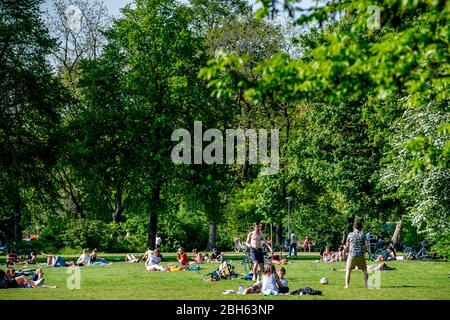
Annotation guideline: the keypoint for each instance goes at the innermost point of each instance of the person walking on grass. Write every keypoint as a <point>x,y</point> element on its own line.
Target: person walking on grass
<point>255,242</point>
<point>356,247</point>
<point>293,244</point>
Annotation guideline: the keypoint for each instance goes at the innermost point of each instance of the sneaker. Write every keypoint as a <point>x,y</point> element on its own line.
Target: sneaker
<point>38,283</point>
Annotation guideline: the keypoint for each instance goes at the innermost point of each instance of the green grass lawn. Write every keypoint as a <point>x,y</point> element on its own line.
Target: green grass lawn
<point>411,280</point>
########################################
> [What this task involves]
Restate the final lines of the listing above word for word, beginning at the line that contains "of the sneaker.".

> [Exercise output]
Annotation guideline: the keypoint for each instance goes at the innermost point of each instance of the sneaker. Write every keypoint as a <point>x,y</point> element on its own line.
Target: sneaker
<point>38,283</point>
Annotation guideline: the keypoint for each instance goes at the innermost point of each instance of the green grass lawn. Write every keypoint as a <point>x,y</point> element on its own line.
Target: green grass lawn
<point>411,280</point>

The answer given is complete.